• SUPPLIED MATERIAL:

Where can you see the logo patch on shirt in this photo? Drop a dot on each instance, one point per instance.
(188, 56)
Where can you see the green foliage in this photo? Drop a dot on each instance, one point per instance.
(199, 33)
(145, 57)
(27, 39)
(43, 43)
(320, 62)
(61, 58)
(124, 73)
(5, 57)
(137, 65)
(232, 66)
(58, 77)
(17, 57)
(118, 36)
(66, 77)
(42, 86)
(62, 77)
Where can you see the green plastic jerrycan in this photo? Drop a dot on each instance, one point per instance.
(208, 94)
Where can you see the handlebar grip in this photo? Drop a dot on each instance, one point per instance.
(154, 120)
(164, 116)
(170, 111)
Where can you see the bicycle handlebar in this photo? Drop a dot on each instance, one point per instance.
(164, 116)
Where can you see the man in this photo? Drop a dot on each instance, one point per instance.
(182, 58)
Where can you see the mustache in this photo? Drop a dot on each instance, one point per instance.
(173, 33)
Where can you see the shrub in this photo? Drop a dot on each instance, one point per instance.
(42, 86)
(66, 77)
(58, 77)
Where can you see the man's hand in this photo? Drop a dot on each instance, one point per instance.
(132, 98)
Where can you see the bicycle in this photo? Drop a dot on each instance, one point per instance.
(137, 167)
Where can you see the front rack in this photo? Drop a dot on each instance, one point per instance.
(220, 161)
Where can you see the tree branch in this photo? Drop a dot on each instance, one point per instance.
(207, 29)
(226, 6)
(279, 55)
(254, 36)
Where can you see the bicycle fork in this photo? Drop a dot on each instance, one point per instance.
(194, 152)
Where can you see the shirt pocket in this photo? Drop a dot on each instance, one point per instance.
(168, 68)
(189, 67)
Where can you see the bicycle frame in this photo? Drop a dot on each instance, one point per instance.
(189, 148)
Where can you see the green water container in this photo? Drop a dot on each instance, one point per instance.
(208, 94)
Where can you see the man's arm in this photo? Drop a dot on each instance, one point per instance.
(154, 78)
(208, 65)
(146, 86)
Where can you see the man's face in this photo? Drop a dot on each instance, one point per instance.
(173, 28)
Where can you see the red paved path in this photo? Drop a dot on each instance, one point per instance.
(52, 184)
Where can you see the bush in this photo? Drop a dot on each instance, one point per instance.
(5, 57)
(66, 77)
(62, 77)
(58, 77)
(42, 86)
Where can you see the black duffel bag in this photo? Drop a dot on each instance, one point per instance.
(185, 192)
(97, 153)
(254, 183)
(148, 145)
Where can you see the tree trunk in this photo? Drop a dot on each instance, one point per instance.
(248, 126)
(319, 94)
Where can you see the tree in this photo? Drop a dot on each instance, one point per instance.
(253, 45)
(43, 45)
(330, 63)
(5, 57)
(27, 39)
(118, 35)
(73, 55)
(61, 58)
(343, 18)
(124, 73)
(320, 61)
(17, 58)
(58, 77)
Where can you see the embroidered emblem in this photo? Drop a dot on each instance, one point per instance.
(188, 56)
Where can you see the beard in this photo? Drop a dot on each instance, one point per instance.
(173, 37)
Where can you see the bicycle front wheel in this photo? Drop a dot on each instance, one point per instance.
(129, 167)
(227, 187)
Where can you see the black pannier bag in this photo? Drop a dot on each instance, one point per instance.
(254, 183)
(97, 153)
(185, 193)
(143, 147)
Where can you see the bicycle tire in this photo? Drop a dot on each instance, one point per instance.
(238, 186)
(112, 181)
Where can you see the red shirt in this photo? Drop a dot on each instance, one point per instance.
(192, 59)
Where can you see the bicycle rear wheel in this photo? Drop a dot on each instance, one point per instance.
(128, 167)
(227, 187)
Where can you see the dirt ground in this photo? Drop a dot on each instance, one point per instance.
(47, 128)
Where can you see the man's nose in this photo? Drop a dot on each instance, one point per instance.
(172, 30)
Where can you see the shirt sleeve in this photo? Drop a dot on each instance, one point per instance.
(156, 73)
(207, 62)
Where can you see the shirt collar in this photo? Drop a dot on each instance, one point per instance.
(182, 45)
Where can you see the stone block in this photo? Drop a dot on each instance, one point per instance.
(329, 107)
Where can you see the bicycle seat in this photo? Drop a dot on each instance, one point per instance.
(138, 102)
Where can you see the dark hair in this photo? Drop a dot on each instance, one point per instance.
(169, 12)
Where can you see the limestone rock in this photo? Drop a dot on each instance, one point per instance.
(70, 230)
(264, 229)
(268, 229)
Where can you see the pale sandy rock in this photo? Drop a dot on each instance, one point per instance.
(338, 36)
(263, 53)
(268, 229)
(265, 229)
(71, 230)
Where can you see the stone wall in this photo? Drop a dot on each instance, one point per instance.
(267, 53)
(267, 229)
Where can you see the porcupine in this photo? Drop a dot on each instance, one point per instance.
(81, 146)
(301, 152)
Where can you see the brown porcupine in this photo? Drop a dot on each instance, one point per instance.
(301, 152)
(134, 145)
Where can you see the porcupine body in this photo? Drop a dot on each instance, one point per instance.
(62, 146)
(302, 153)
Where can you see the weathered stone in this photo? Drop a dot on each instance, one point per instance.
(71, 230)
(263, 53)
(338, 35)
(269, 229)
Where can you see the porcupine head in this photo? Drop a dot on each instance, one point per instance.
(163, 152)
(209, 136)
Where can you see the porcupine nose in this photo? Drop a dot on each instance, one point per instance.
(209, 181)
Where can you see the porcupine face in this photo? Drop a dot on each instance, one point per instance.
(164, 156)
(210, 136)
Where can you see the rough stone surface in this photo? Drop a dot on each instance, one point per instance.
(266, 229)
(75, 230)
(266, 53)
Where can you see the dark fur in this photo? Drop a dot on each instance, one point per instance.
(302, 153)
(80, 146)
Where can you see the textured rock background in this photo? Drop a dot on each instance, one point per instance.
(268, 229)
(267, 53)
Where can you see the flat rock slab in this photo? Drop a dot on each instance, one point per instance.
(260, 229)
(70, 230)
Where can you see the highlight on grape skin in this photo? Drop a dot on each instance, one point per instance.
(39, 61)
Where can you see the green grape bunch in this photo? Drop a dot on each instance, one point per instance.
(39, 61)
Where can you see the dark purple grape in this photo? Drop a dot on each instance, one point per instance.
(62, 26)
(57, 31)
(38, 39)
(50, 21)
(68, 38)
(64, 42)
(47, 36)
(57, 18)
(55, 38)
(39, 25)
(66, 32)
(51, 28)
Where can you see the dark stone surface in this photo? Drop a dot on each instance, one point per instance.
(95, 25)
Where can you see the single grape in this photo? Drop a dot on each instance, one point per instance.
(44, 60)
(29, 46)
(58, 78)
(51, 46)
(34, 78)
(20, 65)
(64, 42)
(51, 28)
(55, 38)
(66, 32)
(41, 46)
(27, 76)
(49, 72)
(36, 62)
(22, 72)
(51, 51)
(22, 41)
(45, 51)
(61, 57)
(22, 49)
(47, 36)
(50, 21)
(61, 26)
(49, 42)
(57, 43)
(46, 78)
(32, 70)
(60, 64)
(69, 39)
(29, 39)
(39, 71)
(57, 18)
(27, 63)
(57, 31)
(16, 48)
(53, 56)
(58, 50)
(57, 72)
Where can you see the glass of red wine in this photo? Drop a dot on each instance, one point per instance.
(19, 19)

• TASK DIRECTIONS:
Each record above should be returned exactly as it appears.

• EXPECTED ANSWER:
Where can you see the logo patch on shirt in this photo? Drop a dot on each instance, one point per instance.
(188, 56)
Where can you see the green foliage in this photo? Drop a dot on each instance, one point per instance.
(199, 33)
(145, 57)
(27, 39)
(43, 43)
(320, 62)
(61, 58)
(124, 73)
(5, 57)
(137, 65)
(232, 66)
(58, 77)
(17, 57)
(118, 36)
(66, 77)
(42, 86)
(62, 77)
Where can you see the green plastic jerrycan in this photo? Drop a dot on each instance, one point per instance.
(208, 94)
Where can you see the handlebar grip in this photo? Drop a dot on each instance, one point per instance.
(154, 120)
(164, 116)
(170, 111)
Where can you see the bicycle handlebar in this photo? Drop a dot on each instance, one point per instance.
(164, 116)
Where can you see the man in this photo? Drop a dot on each instance, one point per instance.
(182, 58)
Where can you see the mustache in this photo? Drop a dot on each instance, one point per instance.
(173, 33)
Where can you see the shrub in this photo? Drop a dot on each instance, one point per instance.
(42, 86)
(66, 77)
(58, 77)
Where can you see the man's hand in this photo? Drop a dot on each instance, one point per instance.
(132, 98)
Where can you see the bicycle in this photo? Drop a dot on each instance, one point per instance.
(137, 167)
Where can you see the front rack in this photo? Drop a dot on each instance, one point per instance.
(220, 161)
Where can you see the tree branch in this photo? Drop a dot on each instance, one point per instance.
(207, 29)
(226, 6)
(279, 55)
(254, 36)
Where can you see the bicycle fork in this photo? Drop a dot on each instance, one point per instance.
(194, 152)
Where can you see the shirt pocket in this photo? Drop a dot on each instance, one point per instance.
(168, 68)
(189, 67)
Where can you see the bicycle frame in this photo? Drop a dot on each instance, one point per instance.
(189, 148)
Where can you see the green water container in this photo? Drop a dot on each instance, one point per instance.
(208, 94)
Where can you see the man's arm in this photo? Drop a dot on each instance, one point per instance.
(154, 78)
(208, 65)
(146, 86)
Where can you see the man's face in this photo? Drop a dot on each instance, one point per instance.
(173, 28)
Where can you see the red paved path in this photo? Drop a dot on each instance, one point per instance.
(52, 184)
Where can you see the bush in this photo? Drop a dot on each instance, one point per instance.
(5, 57)
(66, 77)
(62, 77)
(58, 77)
(42, 86)
Where can you see the black duffel bag in this photo? Drop a dot on each instance, one point per instance.
(185, 192)
(97, 153)
(254, 183)
(148, 145)
Where can you see the tree trunk in this photo? Drop a dot on each instance, one point per instance.
(248, 126)
(319, 94)
Where can you see the tree in this photo? Drop a dot on each instance, one point per instance.
(253, 45)
(43, 45)
(330, 63)
(5, 57)
(27, 39)
(118, 35)
(73, 55)
(61, 58)
(343, 18)
(124, 73)
(320, 61)
(17, 58)
(58, 77)
Where can you see the embroidered emblem in this photo? Drop a dot on each instance, one point per instance.
(188, 56)
Where can you see the beard in this photo? Drop a dot on each instance, one point per instance.
(173, 37)
Where can you see the bicycle front wheel in this photo? Drop a dot on each instance, one point per instance.
(129, 167)
(227, 187)
Where can you see the black pannier bag in this photo? Drop a dot on each instance, one point per instance.
(254, 183)
(97, 153)
(185, 193)
(143, 147)
Where can you see the bicycle tire in this photo? Drop a dot on each instance, one point per instance.
(238, 186)
(112, 181)
Where can you see the red shirt in this photo? Drop a dot on each instance, one point per instance.
(192, 59)
Where can you see the bicycle rear wheel in this photo? Drop a dot on each instance, one point per instance.
(128, 167)
(227, 187)
Where can you see the dirt ground in this photo? Drop a dot on each instance, one point per instance.
(47, 128)
Where can you see the man's nose in this photo? Drop a dot on each instance, one point per instance.
(172, 30)
Where can you see the shirt sleeve in this photo? Drop a dot on each instance, one point per instance.
(156, 73)
(207, 62)
Where can you see the shirt collar in this photo? Drop a dot on each instance, one point per instance.
(182, 45)
Where can you see the stone block in this photo? Drop a dot on each instance, one point per instance.
(329, 107)
Where can you see the bicycle seat in this photo? Drop a dot on each instance, one point per instance.
(138, 102)
Where can you see the dark hair in this photo? Drop a dot on each instance, one point per instance.
(169, 12)
Where can you see the limestone rock in this photo? Drop a dot on each instance, one point per instance.
(70, 230)
(264, 229)
(268, 229)
Where can you see the pale sandy rock in this photo? Drop a dot on each instance, one point per instance.
(338, 36)
(263, 53)
(268, 229)
(265, 229)
(71, 230)
Where can you see the stone wall in this photo? Drop a dot on each instance, one point per instance.
(267, 53)
(267, 229)
Where can you see the porcupine in this photo? Drop a dot on each instance, one point per instance.
(81, 146)
(301, 152)
Where can you see the brown porcupine in this photo? Drop a dot on each instance, one point per instance.
(301, 152)
(134, 145)
Where can you see the porcupine body in this photo? Drop a dot on each instance, one point per instance.
(62, 146)
(302, 153)
Where can you see the weathered stone in this photo? Drop a dot on each instance, one point per instance.
(71, 230)
(263, 53)
(338, 35)
(269, 229)
Where can you see the porcupine head in this photo? Drop a dot on each instance, one point per instance.
(163, 152)
(209, 136)
Where can you see the porcupine nose in this photo? Drop a dot on each instance, one point per instance.
(209, 181)
Where can you see the porcupine face in this photo? Drop a dot on each instance, one point per instance.
(164, 156)
(210, 136)
Where can you see the rough stone surface in this photo? Drop a dot on each instance, one point per instance.
(266, 229)
(75, 230)
(266, 53)
Where can you see the dark fur in this photo? Drop a dot on each instance, one point per instance.
(302, 153)
(80, 146)
Where can you see the textured rock background in this photo? Drop a dot on each instance, one point per instance.
(268, 229)
(267, 53)
Where can you see the flat rock slab in this photo? Drop a dot on each instance, one point per instance.
(260, 229)
(70, 230)
Where can you see the highlight on grape skin in this photo? Drop a dot on each instance, one point per instance.
(39, 61)
Where can you see the green grape bunch in this photo? Drop a dot on each instance, one point per instance.
(39, 61)
Where can you see the dark purple grape in this photo? Drop a dot on each instance, one point per instance.
(62, 26)
(57, 31)
(38, 39)
(50, 21)
(68, 38)
(64, 42)
(47, 36)
(57, 18)
(55, 38)
(39, 25)
(66, 32)
(51, 28)
Where can you see the dark stone surface in this photo? Drop a dot on each instance, one point per instance.
(95, 25)
Where can you see the single grape in this photo? Drop a dot on each instance, one point per instance.
(44, 60)
(29, 46)
(58, 78)
(51, 46)
(34, 78)
(20, 65)
(64, 42)
(51, 28)
(55, 38)
(66, 32)
(41, 46)
(27, 76)
(49, 72)
(36, 62)
(22, 72)
(51, 51)
(22, 41)
(45, 51)
(61, 57)
(22, 49)
(47, 36)
(50, 21)
(61, 26)
(49, 42)
(57, 43)
(46, 78)
(32, 70)
(60, 64)
(69, 39)
(29, 39)
(39, 71)
(57, 18)
(27, 63)
(57, 31)
(16, 48)
(53, 56)
(58, 50)
(57, 72)
Where can you see the glass of red wine in this photo? Drop a dot on each instance, one point per instance.
(19, 19)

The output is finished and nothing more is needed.